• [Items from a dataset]
*** Block opens ***

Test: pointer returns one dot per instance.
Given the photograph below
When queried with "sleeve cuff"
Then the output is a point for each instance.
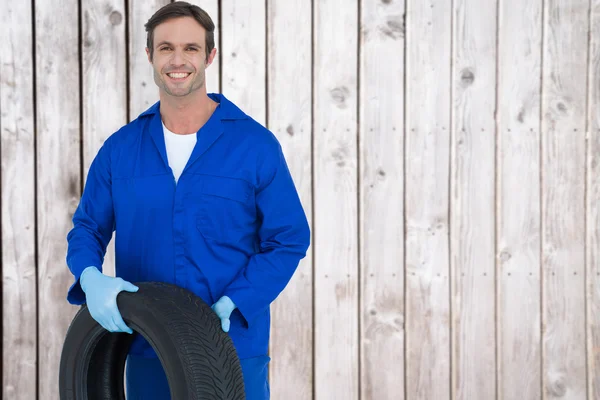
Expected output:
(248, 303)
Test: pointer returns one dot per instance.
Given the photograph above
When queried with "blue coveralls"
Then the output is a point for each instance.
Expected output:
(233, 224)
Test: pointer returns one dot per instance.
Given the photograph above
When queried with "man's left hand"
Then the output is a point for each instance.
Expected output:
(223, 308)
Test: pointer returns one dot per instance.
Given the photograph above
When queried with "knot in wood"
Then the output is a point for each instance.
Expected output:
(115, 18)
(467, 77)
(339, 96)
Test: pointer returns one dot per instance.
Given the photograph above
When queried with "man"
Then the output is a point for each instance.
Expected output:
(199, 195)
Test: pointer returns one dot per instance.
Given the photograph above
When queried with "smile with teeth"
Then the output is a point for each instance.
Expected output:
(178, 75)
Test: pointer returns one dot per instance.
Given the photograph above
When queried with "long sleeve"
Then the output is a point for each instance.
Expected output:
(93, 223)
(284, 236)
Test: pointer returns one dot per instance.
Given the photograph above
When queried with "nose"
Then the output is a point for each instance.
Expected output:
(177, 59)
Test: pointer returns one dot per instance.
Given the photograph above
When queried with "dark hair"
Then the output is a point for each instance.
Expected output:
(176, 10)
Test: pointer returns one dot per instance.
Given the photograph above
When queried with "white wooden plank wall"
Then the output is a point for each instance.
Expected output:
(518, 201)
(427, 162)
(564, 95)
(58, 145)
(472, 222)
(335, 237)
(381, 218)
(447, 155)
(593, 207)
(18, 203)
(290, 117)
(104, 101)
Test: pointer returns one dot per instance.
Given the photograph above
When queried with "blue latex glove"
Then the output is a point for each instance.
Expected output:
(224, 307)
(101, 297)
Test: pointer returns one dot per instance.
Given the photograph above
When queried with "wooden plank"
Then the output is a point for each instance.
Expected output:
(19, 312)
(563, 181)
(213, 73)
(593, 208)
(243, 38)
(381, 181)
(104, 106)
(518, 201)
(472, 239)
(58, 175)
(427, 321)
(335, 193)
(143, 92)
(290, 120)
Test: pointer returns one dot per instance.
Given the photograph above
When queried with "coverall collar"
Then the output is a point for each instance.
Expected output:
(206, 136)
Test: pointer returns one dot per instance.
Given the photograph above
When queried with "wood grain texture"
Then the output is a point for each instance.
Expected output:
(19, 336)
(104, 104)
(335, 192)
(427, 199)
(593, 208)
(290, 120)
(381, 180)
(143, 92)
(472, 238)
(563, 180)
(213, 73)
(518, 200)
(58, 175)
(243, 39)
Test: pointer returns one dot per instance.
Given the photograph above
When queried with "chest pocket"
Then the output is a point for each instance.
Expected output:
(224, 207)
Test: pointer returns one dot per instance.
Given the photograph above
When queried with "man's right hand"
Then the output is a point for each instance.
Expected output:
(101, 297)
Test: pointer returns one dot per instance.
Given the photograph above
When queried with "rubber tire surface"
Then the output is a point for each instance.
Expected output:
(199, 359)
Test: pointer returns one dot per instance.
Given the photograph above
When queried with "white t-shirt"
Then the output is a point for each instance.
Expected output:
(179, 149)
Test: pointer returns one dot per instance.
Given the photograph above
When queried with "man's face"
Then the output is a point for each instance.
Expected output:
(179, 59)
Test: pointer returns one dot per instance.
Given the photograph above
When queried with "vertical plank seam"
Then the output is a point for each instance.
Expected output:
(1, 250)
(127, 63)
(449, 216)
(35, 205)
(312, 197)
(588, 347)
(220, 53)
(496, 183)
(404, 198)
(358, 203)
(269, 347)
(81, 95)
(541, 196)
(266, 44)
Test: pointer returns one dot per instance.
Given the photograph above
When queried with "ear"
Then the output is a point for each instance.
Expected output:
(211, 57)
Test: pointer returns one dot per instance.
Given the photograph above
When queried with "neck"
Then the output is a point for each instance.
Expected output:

*** Block closes ***

• [Goal of the exercise] Copy every line of the entries above in which "blue" occurs.

• [Response to this task]
When queried with "blue coveralls"
When queried with "blue latex glove"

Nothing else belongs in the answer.